### REQUIREMENTS
Recast the stretch from the start of the records through the line containing "[222,120,232,127]" as a numbered list, leaving out any blank lines.
━━━━━ PROVIDED RECORDS
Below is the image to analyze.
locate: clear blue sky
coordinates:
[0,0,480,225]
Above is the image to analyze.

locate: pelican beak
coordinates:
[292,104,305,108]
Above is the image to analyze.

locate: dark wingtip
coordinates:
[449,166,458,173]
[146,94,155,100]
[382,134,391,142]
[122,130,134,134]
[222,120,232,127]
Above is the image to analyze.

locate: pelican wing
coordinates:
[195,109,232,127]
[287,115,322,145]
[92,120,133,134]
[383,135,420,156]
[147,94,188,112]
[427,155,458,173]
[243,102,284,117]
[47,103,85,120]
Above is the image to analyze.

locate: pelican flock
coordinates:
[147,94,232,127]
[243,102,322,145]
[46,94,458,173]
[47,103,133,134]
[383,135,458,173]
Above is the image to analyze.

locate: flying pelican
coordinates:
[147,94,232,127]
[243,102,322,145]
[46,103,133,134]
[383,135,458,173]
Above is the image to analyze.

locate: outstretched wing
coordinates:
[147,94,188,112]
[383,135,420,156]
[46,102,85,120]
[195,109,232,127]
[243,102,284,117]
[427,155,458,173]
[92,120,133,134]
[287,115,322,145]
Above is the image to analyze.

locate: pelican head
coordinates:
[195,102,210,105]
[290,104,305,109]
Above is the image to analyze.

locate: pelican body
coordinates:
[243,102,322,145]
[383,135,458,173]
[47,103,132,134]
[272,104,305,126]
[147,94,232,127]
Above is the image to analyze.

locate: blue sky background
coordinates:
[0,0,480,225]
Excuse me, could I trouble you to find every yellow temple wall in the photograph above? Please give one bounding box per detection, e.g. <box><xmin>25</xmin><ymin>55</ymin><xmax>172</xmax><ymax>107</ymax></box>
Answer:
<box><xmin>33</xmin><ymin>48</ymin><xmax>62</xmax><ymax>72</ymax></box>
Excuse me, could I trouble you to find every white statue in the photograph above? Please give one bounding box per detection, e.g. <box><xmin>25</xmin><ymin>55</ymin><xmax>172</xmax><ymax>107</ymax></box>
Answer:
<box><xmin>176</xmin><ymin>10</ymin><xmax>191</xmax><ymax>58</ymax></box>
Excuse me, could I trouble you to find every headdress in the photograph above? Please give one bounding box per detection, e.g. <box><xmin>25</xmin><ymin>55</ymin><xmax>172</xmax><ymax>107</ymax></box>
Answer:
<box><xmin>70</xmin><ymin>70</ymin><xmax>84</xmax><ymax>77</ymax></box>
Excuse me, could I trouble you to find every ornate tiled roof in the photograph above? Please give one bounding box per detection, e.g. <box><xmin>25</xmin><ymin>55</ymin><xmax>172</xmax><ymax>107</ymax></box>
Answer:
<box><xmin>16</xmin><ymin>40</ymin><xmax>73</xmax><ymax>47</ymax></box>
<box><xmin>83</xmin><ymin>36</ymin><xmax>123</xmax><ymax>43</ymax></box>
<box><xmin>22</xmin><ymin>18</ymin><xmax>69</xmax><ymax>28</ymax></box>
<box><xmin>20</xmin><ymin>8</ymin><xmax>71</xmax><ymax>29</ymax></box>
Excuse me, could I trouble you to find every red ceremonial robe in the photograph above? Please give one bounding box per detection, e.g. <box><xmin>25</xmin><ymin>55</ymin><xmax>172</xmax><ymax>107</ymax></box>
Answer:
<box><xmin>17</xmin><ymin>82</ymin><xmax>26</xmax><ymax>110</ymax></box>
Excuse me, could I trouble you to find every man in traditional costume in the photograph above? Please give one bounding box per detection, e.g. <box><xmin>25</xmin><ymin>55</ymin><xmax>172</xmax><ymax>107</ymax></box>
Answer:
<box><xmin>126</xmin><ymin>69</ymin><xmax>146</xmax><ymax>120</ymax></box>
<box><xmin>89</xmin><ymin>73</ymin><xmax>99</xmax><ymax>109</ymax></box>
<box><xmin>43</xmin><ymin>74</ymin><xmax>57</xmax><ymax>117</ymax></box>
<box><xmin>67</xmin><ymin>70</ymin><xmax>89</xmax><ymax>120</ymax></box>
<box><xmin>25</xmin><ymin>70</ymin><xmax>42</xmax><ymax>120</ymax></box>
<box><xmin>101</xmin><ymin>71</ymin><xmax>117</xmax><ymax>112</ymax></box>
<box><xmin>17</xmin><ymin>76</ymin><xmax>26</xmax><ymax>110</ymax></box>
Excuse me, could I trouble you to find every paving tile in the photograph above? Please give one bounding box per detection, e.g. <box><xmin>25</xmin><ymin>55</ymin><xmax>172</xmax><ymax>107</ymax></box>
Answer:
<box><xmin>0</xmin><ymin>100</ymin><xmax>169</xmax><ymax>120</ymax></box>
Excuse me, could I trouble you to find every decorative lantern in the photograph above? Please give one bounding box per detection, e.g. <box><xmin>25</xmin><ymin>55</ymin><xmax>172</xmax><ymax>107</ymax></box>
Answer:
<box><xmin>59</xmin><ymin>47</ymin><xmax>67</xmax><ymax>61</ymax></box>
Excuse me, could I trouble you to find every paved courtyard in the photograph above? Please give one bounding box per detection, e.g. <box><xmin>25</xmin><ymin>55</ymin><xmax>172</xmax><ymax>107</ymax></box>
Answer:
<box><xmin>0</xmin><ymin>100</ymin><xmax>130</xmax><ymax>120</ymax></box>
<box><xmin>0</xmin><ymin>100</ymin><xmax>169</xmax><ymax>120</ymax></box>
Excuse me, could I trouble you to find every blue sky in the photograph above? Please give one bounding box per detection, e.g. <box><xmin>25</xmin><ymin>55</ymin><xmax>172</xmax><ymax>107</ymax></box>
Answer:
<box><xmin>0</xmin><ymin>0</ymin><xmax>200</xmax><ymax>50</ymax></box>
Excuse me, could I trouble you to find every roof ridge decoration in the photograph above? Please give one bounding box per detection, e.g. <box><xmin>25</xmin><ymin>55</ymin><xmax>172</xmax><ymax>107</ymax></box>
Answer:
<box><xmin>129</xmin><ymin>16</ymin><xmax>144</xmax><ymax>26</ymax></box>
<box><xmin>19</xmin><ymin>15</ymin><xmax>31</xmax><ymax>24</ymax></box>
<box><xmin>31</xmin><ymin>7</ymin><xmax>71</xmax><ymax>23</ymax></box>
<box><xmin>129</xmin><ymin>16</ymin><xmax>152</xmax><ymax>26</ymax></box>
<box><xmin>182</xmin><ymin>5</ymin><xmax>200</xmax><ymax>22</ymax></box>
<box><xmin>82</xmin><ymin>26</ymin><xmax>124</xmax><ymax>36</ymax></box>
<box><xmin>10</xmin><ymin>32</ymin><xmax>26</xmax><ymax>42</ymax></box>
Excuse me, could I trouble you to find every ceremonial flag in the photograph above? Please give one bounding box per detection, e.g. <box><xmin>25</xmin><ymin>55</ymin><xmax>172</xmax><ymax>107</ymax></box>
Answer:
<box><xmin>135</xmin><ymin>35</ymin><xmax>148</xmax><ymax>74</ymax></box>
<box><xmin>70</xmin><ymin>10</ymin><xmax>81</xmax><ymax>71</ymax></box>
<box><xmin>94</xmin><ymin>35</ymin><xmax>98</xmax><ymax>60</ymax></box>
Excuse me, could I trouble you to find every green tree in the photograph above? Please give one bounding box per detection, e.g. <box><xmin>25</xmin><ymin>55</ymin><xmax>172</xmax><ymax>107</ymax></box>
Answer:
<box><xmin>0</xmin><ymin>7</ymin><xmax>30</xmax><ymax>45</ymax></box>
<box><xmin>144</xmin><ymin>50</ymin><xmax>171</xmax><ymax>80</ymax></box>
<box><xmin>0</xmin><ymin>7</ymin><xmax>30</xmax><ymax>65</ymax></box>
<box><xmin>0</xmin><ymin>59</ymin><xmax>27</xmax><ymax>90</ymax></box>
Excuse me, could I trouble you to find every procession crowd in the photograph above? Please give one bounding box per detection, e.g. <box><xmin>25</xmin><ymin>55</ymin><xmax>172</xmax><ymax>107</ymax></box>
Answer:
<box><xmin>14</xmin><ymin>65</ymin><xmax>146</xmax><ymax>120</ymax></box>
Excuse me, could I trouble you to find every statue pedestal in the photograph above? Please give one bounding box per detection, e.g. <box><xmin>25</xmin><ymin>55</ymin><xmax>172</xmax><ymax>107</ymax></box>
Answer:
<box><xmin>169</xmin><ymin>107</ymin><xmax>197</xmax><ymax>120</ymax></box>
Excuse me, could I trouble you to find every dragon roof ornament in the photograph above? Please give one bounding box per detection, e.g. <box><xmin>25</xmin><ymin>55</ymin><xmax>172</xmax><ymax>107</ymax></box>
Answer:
━━━━━━━━━━
### EXERCISE RESPONSE
1. Below is the image to analyze.
2. locate: clear blue sky
3. coordinates:
4. [0,0,480,225]
5. Above is the image to analyze.
6. locate: pelican beak
7. coordinates:
8. [292,104,305,108]
9. Above is the image to analyze.
10. locate: dark wingtip
11. coordinates:
12. [449,166,458,173]
13. [146,94,155,100]
14. [382,134,391,142]
15. [122,130,134,134]
16. [222,120,232,127]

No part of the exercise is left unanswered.